▶ _WHAT YOU HAVE TO DO_: Retype the part of the data below that opens with the line containing "query: the noun phrase to segment: diver's" and closes with the line containing "732L185 738L12 729L0", keeping both of those lines. Leave the pictures out of your copy.

(Records excerpted from a collection)
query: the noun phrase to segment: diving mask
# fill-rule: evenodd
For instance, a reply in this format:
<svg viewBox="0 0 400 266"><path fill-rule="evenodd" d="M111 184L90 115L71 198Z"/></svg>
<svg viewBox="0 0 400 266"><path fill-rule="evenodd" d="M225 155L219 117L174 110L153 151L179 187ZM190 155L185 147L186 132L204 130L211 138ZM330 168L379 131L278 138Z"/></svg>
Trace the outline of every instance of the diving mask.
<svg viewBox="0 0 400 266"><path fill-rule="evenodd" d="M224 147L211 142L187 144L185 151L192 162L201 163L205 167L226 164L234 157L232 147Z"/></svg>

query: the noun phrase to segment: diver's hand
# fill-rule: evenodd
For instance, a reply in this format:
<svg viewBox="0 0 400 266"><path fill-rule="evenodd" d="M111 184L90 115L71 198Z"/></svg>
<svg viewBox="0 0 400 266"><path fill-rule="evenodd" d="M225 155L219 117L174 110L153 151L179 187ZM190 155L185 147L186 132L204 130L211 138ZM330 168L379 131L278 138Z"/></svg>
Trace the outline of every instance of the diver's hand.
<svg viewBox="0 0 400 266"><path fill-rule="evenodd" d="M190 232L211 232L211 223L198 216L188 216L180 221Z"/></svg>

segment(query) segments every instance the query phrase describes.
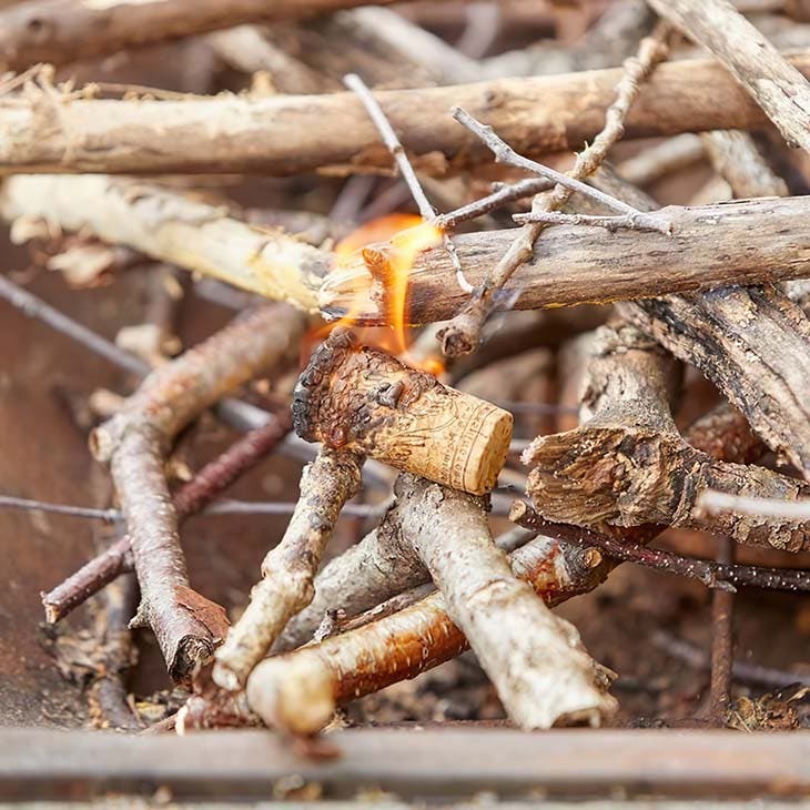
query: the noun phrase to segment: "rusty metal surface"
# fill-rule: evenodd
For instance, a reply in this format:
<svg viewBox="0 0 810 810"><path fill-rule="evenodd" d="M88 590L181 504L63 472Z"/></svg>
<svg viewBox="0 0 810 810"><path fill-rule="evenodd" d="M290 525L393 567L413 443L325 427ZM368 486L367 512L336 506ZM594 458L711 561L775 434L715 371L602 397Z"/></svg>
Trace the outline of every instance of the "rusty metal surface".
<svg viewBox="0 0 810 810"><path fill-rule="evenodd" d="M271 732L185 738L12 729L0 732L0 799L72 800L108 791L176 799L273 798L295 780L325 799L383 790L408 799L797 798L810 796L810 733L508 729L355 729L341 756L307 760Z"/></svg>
==
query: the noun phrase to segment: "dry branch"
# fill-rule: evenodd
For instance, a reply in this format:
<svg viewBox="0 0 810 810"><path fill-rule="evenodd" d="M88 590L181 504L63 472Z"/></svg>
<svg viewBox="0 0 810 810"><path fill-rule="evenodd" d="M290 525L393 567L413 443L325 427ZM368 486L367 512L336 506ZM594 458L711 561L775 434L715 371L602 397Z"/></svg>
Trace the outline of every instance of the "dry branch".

▶ _COMPLETE ANSWER_:
query: the noun phrase to segment: diver's hand
# fill-rule: evenodd
For instance, a reply in this format:
<svg viewBox="0 0 400 266"><path fill-rule="evenodd" d="M111 184L90 115L71 198Z"/></svg>
<svg viewBox="0 0 400 266"><path fill-rule="evenodd" d="M225 155L219 117L174 110L153 151L179 187ZM190 155L185 147L186 132L204 130L211 138ZM330 168L379 131L278 138Z"/></svg>
Trace the outline of every instance of the diver's hand.
<svg viewBox="0 0 400 266"><path fill-rule="evenodd" d="M190 232L211 232L211 223L198 216L188 216L180 221Z"/></svg>

segment(query) segments every instance the query phrase describes.
query: the noun phrase to segment: "rusty metal surface"
# fill-rule: evenodd
For instance, a reply in this format:
<svg viewBox="0 0 810 810"><path fill-rule="evenodd" d="M88 590L181 504L63 472Z"/></svg>
<svg viewBox="0 0 810 810"><path fill-rule="evenodd" d="M290 525L393 567L413 443L325 427ZM368 486L367 512L336 506ZM594 458L711 561L775 434L715 371L602 397Z"/></svg>
Trace the outline of every instance of the "rusty metal surface".
<svg viewBox="0 0 810 810"><path fill-rule="evenodd" d="M271 732L185 738L12 729L0 732L0 799L72 800L108 791L176 799L273 798L295 780L325 799L383 790L408 799L797 798L810 796L810 733L508 729L355 729L341 756L307 760Z"/></svg>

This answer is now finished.